● TASK INPUTS:
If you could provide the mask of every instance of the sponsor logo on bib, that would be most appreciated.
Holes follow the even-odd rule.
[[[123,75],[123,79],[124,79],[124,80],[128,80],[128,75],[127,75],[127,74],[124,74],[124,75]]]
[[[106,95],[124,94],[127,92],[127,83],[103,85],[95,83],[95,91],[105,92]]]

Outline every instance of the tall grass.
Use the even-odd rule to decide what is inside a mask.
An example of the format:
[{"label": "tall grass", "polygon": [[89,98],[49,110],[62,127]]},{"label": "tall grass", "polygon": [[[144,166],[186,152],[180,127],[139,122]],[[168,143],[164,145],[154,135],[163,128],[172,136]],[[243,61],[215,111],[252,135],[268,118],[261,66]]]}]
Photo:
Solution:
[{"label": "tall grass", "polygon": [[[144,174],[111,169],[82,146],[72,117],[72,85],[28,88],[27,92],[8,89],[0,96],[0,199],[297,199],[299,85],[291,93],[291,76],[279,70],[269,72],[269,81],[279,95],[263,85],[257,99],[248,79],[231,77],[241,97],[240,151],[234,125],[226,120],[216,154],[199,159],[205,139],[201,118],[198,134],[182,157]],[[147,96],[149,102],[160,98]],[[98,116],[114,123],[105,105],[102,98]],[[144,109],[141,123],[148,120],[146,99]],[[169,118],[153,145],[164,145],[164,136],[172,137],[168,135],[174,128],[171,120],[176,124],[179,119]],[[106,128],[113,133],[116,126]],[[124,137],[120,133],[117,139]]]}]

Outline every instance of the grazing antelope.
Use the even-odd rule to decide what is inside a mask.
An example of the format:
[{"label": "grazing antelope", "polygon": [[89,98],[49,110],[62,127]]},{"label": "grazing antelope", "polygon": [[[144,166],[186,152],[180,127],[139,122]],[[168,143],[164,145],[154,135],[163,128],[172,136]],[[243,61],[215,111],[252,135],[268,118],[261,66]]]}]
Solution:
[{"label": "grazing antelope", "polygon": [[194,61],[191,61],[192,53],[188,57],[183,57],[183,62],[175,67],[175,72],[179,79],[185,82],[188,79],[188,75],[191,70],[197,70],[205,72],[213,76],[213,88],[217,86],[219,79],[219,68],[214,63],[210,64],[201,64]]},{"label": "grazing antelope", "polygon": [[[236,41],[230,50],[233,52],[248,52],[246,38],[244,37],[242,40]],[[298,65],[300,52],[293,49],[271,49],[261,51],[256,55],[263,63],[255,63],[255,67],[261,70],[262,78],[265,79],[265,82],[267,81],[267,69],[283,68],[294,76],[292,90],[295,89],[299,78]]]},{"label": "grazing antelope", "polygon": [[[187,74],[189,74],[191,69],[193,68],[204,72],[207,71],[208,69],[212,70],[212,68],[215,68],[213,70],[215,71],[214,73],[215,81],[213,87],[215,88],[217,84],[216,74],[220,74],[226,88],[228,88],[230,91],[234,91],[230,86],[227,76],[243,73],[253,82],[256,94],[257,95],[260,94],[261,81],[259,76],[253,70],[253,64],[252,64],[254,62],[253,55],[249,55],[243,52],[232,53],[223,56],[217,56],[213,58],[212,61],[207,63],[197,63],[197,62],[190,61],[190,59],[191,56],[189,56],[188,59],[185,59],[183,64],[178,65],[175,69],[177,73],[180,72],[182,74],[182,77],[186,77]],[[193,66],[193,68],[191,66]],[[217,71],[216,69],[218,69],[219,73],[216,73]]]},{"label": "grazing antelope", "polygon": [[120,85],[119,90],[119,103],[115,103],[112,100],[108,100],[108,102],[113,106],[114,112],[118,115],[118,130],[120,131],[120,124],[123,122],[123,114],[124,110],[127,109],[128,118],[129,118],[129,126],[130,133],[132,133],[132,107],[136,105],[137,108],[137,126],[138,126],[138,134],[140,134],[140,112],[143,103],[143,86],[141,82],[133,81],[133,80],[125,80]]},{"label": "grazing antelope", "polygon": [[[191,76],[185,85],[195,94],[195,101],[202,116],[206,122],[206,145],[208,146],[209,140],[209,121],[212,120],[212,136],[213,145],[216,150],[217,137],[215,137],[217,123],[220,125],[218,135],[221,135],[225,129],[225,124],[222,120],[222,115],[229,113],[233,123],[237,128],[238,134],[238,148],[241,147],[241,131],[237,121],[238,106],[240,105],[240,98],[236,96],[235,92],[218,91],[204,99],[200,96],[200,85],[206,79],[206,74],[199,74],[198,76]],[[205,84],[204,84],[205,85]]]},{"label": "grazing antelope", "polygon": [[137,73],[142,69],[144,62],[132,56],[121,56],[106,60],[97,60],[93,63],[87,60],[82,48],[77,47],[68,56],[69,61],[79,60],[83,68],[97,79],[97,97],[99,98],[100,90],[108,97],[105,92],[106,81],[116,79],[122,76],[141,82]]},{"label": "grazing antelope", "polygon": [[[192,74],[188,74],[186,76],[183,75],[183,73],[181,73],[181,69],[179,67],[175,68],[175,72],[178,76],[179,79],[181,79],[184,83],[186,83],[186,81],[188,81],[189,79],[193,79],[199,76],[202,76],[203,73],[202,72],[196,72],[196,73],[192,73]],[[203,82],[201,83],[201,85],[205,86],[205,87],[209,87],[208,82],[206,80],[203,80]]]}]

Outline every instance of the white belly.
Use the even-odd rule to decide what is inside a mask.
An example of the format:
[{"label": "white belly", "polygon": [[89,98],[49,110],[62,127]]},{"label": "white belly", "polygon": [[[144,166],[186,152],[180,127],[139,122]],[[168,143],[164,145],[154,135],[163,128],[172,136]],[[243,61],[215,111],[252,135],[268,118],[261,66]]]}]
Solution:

● WHAT NEEDS TO BE DONE: Only lines containing the string "instance" are needed. Pull each of them out of the records above.

● TASK OUTPUT:
If you could provide the mask of every instance of the sponsor logo on bib, that would be most appreciated.
Outline every instance of the tall grass.
Outline every instance of the grazing antelope.
Outline every instance of the white belly.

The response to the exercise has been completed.